▶ [Set problem]:
Exactly reproduce the lines from the line that has "Where can you see the sky?" down to the last line of the entries, inclusive.

(Stored data)
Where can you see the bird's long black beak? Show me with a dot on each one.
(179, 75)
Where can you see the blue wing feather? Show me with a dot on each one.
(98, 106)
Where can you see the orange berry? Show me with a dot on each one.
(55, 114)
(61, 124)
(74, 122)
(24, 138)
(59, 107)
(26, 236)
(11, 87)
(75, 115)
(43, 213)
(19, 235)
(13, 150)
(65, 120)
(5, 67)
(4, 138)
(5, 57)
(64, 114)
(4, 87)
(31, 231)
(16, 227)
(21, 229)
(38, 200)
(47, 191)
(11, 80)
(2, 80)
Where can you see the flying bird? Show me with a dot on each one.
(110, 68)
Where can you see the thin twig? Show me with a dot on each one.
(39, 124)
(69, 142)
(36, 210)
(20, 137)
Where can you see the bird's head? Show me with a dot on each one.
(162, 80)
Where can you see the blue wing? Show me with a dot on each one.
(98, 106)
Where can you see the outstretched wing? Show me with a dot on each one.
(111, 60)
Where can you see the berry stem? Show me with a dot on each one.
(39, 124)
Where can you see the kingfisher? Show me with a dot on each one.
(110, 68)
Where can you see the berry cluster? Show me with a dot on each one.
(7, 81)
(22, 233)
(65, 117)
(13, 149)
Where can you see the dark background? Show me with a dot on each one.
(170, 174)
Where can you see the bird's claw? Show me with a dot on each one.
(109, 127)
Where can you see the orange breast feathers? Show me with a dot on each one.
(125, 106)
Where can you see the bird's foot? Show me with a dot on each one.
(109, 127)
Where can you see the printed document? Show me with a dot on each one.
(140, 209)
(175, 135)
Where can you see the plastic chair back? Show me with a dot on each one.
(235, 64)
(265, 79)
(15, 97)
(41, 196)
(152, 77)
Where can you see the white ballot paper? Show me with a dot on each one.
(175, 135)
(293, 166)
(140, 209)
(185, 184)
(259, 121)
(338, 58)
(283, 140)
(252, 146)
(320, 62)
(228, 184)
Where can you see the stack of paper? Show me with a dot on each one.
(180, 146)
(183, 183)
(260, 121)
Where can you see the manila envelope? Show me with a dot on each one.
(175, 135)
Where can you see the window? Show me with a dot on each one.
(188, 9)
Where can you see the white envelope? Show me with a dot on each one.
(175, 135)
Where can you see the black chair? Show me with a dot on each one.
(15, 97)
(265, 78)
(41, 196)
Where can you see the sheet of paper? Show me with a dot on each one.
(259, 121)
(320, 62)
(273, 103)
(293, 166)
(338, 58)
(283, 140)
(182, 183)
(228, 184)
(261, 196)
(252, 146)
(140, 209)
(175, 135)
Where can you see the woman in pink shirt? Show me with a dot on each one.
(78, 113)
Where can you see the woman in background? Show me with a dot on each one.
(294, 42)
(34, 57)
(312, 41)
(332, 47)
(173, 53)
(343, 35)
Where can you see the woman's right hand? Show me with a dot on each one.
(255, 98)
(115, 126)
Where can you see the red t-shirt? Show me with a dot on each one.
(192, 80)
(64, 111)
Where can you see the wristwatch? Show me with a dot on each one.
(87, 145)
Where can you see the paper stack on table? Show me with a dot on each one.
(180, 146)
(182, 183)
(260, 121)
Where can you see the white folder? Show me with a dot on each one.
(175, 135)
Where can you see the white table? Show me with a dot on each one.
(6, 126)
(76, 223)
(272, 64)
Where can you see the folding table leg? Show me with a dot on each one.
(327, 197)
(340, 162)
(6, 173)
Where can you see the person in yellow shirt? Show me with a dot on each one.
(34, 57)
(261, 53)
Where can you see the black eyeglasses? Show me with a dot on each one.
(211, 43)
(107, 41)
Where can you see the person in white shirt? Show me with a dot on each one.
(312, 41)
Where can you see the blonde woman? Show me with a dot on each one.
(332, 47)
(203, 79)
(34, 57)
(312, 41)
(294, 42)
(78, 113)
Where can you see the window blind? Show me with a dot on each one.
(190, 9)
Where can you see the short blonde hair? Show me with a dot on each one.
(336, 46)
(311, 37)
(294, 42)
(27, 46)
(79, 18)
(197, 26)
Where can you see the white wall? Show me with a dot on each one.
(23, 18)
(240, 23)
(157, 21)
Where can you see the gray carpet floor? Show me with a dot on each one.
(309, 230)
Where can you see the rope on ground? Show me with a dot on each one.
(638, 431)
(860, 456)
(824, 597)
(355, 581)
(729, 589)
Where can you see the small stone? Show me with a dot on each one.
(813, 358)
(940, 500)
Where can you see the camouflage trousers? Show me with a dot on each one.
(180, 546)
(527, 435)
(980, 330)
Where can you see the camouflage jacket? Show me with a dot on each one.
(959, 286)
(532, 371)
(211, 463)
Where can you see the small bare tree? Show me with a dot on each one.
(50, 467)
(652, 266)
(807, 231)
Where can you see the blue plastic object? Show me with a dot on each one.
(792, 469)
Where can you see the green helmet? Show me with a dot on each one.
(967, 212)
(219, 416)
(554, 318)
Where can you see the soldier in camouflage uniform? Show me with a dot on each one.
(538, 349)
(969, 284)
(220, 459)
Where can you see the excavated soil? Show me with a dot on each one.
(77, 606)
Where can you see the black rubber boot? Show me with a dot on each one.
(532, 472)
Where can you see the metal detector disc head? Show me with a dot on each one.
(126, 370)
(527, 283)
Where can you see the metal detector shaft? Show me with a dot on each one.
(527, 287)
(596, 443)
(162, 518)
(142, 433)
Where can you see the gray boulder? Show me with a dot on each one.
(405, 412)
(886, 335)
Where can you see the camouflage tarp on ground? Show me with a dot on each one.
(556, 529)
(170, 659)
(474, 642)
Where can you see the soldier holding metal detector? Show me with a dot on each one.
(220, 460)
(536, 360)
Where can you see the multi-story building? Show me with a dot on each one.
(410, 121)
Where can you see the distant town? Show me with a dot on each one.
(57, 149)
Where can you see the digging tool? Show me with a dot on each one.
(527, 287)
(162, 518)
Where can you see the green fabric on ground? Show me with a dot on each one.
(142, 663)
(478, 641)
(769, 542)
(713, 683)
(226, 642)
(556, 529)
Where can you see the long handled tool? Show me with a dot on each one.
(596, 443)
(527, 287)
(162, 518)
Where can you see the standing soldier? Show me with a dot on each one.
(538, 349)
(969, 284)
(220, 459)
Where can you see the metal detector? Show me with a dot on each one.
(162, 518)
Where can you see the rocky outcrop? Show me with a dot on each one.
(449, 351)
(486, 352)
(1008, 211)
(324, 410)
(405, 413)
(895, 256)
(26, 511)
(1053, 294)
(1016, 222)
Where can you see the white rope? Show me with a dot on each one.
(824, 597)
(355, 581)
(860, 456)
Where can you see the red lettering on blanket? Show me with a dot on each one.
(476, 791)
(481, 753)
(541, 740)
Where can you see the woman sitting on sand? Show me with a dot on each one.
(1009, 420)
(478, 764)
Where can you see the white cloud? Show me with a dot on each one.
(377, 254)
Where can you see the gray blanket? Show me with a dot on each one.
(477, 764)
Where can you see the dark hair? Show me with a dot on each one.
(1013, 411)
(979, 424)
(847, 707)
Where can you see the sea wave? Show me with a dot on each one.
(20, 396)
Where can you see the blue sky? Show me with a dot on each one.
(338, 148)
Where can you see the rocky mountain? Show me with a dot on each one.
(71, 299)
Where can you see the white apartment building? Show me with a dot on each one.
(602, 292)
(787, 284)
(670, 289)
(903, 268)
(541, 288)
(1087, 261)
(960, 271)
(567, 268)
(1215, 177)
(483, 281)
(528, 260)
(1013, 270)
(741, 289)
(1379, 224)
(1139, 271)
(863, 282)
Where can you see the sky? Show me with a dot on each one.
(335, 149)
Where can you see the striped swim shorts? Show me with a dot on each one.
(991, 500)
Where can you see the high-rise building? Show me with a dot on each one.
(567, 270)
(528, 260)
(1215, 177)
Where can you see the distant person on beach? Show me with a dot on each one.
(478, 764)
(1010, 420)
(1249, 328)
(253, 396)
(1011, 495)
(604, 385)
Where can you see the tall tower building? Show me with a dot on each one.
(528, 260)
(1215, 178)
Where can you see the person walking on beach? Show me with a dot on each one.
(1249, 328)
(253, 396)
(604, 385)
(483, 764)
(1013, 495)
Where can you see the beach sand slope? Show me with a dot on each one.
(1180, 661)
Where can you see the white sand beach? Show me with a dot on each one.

▶ [Output below]:
Where can you see the sky? Show me with a dot on each one.
(335, 149)
Where can you see the striped swim shorts? Show me with a dot on each one.
(991, 500)
Where can you see the high-rise building? Show me with a dot on each one.
(567, 270)
(528, 260)
(1215, 177)
Where can you see the distant person on beach? Show me with a dot on each one.
(478, 764)
(1010, 420)
(1249, 328)
(253, 396)
(1011, 495)
(604, 385)
Where can you see the tall tower building? Show me with a dot on each one.
(528, 260)
(1215, 178)
Where can you see the person walking on beach? Show me with a dot on each one.
(1249, 328)
(253, 396)
(604, 385)
(483, 764)
(1013, 495)
Where can you see the beach sand slope? Show me with a dot on each one.
(1180, 661)
Where can you see the white sand beach? Show me with a dot on each one.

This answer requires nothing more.